Stored entries
++++++++
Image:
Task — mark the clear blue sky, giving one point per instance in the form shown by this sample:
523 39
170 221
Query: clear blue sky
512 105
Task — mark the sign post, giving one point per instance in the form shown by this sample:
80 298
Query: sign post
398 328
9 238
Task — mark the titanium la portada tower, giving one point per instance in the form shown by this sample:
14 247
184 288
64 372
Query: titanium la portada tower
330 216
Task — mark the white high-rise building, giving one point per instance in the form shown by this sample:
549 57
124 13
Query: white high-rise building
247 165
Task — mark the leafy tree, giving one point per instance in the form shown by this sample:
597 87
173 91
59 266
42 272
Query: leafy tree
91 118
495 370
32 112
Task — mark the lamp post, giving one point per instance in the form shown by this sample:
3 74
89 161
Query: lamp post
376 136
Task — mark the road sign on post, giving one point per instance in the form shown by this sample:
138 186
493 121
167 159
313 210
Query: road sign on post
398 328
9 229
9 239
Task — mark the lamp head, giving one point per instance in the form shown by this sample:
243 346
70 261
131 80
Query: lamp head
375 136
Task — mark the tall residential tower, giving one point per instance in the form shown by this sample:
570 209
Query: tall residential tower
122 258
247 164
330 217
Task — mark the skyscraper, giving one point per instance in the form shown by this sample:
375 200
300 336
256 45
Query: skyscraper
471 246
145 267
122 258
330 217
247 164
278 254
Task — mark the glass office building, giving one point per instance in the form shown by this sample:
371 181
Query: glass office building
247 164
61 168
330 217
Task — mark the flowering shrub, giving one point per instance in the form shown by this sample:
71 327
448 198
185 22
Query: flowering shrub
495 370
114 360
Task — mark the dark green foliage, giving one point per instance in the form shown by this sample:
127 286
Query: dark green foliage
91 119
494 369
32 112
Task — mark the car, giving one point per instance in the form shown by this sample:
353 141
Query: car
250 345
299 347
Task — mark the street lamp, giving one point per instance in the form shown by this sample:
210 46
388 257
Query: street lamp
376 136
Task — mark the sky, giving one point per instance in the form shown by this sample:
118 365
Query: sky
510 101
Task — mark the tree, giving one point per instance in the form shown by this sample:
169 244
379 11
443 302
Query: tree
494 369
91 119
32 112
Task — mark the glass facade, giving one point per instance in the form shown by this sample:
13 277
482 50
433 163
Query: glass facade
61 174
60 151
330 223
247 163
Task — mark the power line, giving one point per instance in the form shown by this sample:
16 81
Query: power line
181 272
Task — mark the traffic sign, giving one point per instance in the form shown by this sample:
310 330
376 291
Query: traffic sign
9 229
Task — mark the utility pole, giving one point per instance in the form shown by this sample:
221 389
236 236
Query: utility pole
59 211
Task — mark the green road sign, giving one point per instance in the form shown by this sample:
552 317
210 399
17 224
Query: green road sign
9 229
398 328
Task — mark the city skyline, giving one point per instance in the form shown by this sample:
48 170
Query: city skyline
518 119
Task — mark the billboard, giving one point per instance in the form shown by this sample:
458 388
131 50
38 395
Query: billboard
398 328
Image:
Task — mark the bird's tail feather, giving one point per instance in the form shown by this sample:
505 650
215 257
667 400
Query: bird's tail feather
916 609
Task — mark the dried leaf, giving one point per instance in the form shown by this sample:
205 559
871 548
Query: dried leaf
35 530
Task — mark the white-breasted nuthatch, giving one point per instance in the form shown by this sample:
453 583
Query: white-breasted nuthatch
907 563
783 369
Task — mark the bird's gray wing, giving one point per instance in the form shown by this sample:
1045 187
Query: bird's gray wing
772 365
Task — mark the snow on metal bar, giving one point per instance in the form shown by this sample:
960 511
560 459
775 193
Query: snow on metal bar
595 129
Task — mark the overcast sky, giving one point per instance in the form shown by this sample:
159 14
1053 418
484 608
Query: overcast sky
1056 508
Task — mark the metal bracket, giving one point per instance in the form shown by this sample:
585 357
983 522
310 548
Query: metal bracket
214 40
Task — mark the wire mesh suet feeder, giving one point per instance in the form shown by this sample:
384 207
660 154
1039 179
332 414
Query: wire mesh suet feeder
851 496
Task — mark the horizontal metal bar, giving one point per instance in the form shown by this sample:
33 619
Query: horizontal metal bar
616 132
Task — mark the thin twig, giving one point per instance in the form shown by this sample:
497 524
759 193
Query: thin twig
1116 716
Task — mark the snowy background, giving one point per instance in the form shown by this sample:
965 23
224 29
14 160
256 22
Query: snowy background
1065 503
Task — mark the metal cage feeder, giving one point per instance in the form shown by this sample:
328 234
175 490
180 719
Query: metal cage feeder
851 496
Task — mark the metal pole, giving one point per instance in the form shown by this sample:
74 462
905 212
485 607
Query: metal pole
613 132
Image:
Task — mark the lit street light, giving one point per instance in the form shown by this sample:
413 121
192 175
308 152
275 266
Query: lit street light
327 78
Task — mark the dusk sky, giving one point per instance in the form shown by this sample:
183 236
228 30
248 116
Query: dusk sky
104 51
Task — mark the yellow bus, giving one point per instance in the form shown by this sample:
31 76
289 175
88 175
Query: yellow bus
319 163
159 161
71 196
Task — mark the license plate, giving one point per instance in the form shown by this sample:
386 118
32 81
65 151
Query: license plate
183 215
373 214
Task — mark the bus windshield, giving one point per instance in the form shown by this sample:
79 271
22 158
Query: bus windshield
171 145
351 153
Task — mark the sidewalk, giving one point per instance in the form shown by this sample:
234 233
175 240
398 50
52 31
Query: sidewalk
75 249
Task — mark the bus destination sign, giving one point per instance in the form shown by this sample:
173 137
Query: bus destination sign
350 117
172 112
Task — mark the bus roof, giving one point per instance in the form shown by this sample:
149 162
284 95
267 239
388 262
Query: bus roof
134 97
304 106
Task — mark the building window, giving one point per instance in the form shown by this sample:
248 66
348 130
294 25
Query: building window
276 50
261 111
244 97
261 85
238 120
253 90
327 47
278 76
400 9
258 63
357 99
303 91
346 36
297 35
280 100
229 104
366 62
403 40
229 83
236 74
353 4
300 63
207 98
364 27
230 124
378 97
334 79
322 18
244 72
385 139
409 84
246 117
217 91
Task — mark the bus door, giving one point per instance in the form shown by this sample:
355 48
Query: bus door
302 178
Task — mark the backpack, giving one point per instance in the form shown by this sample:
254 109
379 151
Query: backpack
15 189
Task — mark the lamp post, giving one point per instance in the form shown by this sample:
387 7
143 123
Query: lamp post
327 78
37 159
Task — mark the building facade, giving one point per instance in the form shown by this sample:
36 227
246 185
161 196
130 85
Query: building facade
++++++++
=== What is asked ===
Retype the material in full. Each word must match.

=== The response ===
Image:
Task — mark the clear blue sky, giving one point per instance in the form shown by this sample:
523 39
170 221
Query: clear blue sky
512 105
Task — mark the sign post, giving one point per instance in the form shown by this sample:
80 298
Query: sign post
398 328
9 238
Task — mark the titanium la portada tower, giving one point per instance in the form shown by this sample:
14 247
184 288
64 372
Query: titanium la portada tower
330 216
Task — mark the white high-rise building, giving one point per instance in the form shown by this sample:
549 57
124 13
Query: white high-rise building
247 165
Task — mark the leafy tree, giving one point per instance in the form shown by this sample:
597 87
173 91
59 266
42 272
Query: leafy tree
91 118
495 370
32 112
Task — mark the lamp post, giving one point per instance in the form shown by this sample:
3 74
89 161
Query: lamp post
376 136
Task — mark the road sign on post, giving one point per instance in the form shown by this sample:
138 186
493 121
167 159
313 210
Query: road sign on post
398 328
9 229
9 239
Task — mark the lamp head, giving one point per instance in the form shown by this sample:
243 346
70 261
131 80
Query: lamp head
375 136
Task — mark the tall residential tower, giving one point per instance in the form shown by this sample:
570 209
Query: tall residential tower
122 258
247 164
330 217
Task — mark the skyscraper, giving one point per instance in the form shown by this sample:
375 200
300 336
256 45
Query: skyscraper
471 246
145 267
122 258
330 217
247 164
278 254
Task — mark the glass office building, giving one point per instance in the form shown by this sample:
371 181
Query: glass office building
247 164
61 168
330 217
Task — mark the flowering shrub, giving one point per instance in the form shown by this sample:
71 327
448 198
185 22
Query: flowering shrub
495 370
114 360
Task — mark the dark green foliage, giving one point per instance in the form shown by this sample:
127 286
Query: dark green foliage
91 119
494 369
32 112
Task — mark the car, giving one point per instance in the form shown by this sample:
353 141
Query: car
250 345
299 347
Task — mark the street lamp, giving one point per instance in the form shown by this sample:
210 46
388 257
Query: street lamp
376 136
Task — mark the sky, giving one point per instance in the form shown by this sample:
118 365
Query: sky
510 101
Task — mark the tree, giving one point per instance in the form shown by this sample:
169 244
379 11
443 302
Query: tree
494 369
91 119
32 112
Task — mark the glass facade, giving one point per instance in the form shown by this sample:
13 277
482 50
433 163
Query: glass facade
61 174
60 151
330 223
247 163
Task — mark the power line, giving one point per instance in the form shown by this sample:
16 81
Query: power line
181 272
Task — mark the traffic sign, giving one point per instance in the form shown by this sample:
310 330
376 291
Query: traffic sign
9 229
Task — mark the utility pole, giving one point per instance in the form shown by this sample:
221 389
236 236
Query: utility pole
59 211
Task — mark the green road sign, giving one point per instance in the form shown by this sample:
552 317
210 399
17 224
Query: green road sign
9 229
398 328
Task — mark the city skyline, giving one point per instance in the form shown by this sample:
48 170
Query: city skyline
518 119
Task — mark the billboard, giving one point per instance in the form shown by this sample:
458 388
131 50
38 395
Query: billboard
398 328
Image:
Task — mark the bird's tail feather, giving one point per instance in the form shown by this sample:
505 650
215 257
667 400
Query: bird's tail feather
916 609
Task — mark the dried leaf, giving one point per instance in the form shown by this sample:
205 559
871 548
Query: dried leaf
35 530
Task — mark the white-breasted nuthatch, giving one point per instance in the form shown by this sample:
453 583
Query: white-breasted nuthatch
907 563
783 369
Task — mark the bird's gray wing, giving one point per instance in the form shown by this sample:
1045 187
Query: bird's gray wing
772 365
Task — mark the snow on metal bar, giving one point per instance in the form shown by this sample:
960 511
560 459
775 193
Query: snow on metal bar
595 129
Task — mark the overcast sky, giving one point per instance in the form shown by this sample:
159 14
1053 418
484 608
Query: overcast sky
1056 508
Task — mark the metal bracket, giving one point per instance in the form shown by this sample:
585 357
983 522
310 548
Query: metal bracket
214 40
Task — mark the wire mesh suet feeder, giving one point per instance in the form shown by this sample:
384 207
660 154
1039 179
332 414
Query: wire mesh suet feeder
851 496
Task — mark the horizontal metal bar, giving one point per instance in the form shown by this sample:
33 619
Query: horizontal metal bar
616 132
Task — mark the thin twig, giving one point per instance in the form shown by this sample:
497 524
759 193
Query: thin twig
1116 716
Task — mark the snowy background, giving one point per instance in the form shown by this sample:
965 23
224 29
14 160
256 22
Query: snowy background
1065 503
Task — mark the metal cage feeder, giving one point per instance in the form shown by this sample:
328 234
175 490
180 719
Query: metal cage feeder
851 496
Task — mark the metal pole, giving one point per instance in the form shown by this sample:
74 462
905 212
485 607
Query: metal pole
613 132
Image:
Task — mark the lit street light, giving one point per instance in the form shown by this sample:
413 121
192 175
308 152
275 266
Query: lit street light
327 78
Task — mark the dusk sky, giving one point per instance in the form shown by this sample:
183 236
228 30
248 116
Query: dusk sky
104 51
Task — mark the yellow bus, giving one point per instance in the form shown by this sample:
31 76
289 175
88 175
Query: yellow bus
319 163
159 161
71 196
Task — mark the license plate, giving one point per instance in the form shown by this sample:
386 118
32 81
65 151
Query: license plate
183 215
373 214
Task — mark the bus windshield, giving one point per instance in the form shown by this sample:
79 271
22 158
Query: bus windshield
171 145
351 153
Task — mark the sidewalk, giving one point per instance in the form shown by this sample:
234 233
175 240
398 50
52 31
Query: sidewalk
75 249
Task — mark the bus destination sign, giving one point per instance in the form shown by this sample:
173 137
Query: bus destination sign
350 117
172 112
Task — mark the bus roof, giving one point per instance in the form shown by this sample:
149 162
284 95
267 239
388 262
Query: bus roof
134 97
304 106
Task — mark the building window, giving one point per instance in the form shown by this sample:
248 66
348 130
294 25
Query: building window
276 50
261 111
244 97
261 85
238 120
253 90
327 47
278 76
400 9
258 63
357 99
303 91
346 36
297 35
280 100
229 104
366 62
403 40
229 83
236 74
353 4
300 63
207 98
364 27
230 124
378 97
334 79
322 18
244 72
385 139
409 84
246 117
217 91
Task — mark the bus door, giving one point per instance in the form shown by this sample:
355 48
Query: bus door
302 178
Task — mark the backpack, giving one point per instance in the form shown by this sample:
254 109
379 151
Query: backpack
15 189
Task — mark the lamp post, giving one point per instance in the form shown by this sample:
387 7
143 123
Query: lamp post
327 78
37 159
Task — mark the building facade, giving one point per instance in the form shown by this sample:
36 227
246 185
161 196
130 85
Query: building facade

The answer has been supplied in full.